> PROBLEM DESCRIPTION
Please print every line from the one containing "auburn hair in" through the last line of the records below, exactly as written and nothing more.

** BEGIN MATERIAL SUPPLIED **

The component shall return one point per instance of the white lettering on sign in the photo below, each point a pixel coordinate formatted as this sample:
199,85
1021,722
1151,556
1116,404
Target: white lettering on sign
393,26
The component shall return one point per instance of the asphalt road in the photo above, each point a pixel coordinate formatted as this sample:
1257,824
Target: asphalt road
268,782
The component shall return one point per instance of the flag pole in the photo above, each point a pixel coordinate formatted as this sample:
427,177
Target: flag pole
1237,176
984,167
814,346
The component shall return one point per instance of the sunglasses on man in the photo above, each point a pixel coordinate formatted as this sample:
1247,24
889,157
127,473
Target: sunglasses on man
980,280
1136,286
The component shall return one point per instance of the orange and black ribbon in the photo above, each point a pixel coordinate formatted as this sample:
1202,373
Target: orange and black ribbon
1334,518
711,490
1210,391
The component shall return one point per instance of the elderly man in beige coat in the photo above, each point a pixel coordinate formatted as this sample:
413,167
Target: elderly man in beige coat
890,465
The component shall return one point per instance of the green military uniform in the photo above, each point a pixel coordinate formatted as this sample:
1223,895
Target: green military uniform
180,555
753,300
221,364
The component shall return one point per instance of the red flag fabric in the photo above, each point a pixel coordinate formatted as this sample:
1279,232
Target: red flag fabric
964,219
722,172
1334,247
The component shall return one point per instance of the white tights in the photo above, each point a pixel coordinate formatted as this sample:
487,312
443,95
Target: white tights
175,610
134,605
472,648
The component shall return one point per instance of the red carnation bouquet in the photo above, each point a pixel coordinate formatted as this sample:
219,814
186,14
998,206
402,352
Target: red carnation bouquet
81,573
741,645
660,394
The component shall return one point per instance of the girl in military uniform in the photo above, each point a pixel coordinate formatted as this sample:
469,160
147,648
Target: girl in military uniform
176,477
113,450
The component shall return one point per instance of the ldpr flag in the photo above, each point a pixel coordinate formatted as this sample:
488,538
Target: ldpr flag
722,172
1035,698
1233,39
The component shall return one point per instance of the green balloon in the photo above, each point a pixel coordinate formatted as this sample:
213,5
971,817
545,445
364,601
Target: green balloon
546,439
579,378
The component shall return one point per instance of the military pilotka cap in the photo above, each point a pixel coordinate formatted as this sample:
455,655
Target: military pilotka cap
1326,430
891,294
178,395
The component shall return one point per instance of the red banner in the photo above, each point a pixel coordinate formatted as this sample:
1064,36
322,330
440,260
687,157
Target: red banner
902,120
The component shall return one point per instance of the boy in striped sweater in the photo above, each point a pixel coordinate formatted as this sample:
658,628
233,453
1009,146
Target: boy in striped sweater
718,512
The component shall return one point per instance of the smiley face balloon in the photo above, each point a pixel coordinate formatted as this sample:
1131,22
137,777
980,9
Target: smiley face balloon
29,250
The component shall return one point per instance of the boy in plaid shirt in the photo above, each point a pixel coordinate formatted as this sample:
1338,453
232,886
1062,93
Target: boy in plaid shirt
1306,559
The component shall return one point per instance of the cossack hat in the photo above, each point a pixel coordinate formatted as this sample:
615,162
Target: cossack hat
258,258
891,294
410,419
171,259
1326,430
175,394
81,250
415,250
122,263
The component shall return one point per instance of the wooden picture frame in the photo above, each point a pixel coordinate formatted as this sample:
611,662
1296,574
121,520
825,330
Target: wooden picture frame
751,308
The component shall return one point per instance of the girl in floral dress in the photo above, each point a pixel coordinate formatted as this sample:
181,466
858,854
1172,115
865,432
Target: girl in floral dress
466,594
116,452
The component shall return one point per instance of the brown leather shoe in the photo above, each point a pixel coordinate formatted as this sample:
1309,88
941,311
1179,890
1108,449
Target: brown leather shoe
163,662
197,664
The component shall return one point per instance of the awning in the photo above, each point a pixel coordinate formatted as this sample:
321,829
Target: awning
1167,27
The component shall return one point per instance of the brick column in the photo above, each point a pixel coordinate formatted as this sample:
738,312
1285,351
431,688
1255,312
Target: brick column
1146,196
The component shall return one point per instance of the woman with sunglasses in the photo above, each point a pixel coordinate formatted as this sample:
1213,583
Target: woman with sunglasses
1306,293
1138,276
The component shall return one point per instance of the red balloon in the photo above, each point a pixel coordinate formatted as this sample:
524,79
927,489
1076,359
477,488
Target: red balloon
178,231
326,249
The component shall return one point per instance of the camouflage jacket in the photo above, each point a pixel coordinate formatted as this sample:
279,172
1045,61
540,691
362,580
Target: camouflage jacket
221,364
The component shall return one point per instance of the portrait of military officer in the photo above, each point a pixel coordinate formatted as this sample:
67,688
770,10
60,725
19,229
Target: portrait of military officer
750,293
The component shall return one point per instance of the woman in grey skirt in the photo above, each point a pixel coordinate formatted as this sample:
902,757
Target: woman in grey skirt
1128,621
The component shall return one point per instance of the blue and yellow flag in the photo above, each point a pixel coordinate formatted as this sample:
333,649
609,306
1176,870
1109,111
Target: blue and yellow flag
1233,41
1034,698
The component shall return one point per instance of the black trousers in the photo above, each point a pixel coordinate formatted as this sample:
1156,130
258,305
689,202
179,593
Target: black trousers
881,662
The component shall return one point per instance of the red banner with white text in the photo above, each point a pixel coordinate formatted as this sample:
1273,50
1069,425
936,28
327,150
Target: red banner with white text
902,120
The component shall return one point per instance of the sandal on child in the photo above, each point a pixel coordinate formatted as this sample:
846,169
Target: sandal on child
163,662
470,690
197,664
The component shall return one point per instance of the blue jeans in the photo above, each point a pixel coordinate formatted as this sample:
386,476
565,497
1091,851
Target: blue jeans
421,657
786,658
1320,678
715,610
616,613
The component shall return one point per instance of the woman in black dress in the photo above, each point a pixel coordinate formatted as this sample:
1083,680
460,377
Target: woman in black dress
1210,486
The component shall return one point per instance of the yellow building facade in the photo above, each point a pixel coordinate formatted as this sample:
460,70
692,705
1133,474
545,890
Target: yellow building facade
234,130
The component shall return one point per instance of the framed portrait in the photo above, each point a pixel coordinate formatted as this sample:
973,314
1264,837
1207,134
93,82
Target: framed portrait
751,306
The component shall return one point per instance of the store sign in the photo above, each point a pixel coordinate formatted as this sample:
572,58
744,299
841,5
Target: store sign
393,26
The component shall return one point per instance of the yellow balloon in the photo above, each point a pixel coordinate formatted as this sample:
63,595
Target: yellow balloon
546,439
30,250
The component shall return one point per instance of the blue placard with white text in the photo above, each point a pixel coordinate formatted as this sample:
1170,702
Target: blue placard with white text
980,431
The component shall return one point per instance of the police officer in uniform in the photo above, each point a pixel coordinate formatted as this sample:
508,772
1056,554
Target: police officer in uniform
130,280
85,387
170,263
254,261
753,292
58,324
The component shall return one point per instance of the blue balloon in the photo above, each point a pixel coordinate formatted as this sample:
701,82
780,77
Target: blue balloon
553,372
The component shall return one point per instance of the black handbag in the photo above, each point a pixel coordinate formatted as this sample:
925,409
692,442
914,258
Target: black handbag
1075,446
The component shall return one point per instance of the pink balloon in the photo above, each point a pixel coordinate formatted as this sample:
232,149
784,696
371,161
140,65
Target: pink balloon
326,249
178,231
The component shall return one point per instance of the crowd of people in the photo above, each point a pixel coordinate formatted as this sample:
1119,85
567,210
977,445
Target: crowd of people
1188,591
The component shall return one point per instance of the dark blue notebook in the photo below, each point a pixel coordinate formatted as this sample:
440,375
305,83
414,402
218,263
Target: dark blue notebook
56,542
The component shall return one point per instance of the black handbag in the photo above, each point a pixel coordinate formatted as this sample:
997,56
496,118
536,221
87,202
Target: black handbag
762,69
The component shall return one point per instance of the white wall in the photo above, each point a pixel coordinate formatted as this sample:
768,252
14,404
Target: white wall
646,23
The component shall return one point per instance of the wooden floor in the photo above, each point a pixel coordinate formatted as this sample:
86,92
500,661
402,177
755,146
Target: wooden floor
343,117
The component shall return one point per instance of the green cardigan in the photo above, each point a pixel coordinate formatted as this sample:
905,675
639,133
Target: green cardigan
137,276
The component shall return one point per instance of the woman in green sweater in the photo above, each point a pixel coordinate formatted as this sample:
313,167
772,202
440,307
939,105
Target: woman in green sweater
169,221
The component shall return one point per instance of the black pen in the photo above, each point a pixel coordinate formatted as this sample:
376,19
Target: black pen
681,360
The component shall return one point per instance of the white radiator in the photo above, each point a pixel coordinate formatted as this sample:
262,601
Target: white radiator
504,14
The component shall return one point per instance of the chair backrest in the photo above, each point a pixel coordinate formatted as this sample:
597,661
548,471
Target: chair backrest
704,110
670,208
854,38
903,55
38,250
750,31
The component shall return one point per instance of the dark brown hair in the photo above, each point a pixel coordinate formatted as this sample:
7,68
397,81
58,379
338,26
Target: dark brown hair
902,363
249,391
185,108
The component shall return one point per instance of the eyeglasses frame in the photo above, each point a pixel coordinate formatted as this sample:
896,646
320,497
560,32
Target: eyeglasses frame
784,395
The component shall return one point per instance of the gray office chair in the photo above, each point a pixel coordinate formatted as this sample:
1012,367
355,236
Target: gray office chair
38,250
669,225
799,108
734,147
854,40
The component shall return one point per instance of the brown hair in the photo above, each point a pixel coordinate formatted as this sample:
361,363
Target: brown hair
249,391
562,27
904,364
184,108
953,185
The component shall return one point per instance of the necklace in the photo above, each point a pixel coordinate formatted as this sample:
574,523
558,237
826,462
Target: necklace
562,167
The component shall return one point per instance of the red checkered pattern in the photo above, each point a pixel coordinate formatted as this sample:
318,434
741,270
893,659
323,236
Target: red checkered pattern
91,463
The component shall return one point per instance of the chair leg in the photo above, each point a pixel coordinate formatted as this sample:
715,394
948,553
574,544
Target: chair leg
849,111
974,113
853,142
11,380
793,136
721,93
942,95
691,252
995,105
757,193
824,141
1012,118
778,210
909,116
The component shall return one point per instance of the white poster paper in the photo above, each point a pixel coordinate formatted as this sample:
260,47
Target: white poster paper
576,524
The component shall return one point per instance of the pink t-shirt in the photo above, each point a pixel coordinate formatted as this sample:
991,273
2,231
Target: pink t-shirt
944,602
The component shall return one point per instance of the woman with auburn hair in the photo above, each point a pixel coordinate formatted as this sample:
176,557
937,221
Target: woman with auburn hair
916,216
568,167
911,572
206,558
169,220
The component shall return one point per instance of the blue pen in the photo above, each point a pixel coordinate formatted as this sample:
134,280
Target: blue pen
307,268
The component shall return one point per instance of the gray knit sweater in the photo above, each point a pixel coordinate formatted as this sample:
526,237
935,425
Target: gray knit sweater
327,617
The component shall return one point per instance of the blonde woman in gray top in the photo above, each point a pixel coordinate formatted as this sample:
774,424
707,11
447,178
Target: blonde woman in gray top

** END MATERIAL SUPPLIED **

> EXERCISE OUTPUT
The component shall return one point per instance of the woman with auburn hair in the photo above, each point a pixel coordinate formatted as this sample:
176,557
937,221
Target: woman with auburn hair
916,216
568,167
911,572
206,558
169,220
The component shall return one point per instance of the blue pen in the photo above, each point a pixel coordinate formatted as this sample:
134,280
Target: blue pen
307,268
The component shall return one point per instance of the gray knit sweater in the photo above, each point a pixel coordinate formatted as this sample:
526,237
935,425
Target: gray knit sweater
327,617
The component shall return one point per instance of the blonde woman in gray top in the photo above, each point a pixel coordinate formatted as this sample:
774,424
707,11
447,178
Target: blonde woman in gray top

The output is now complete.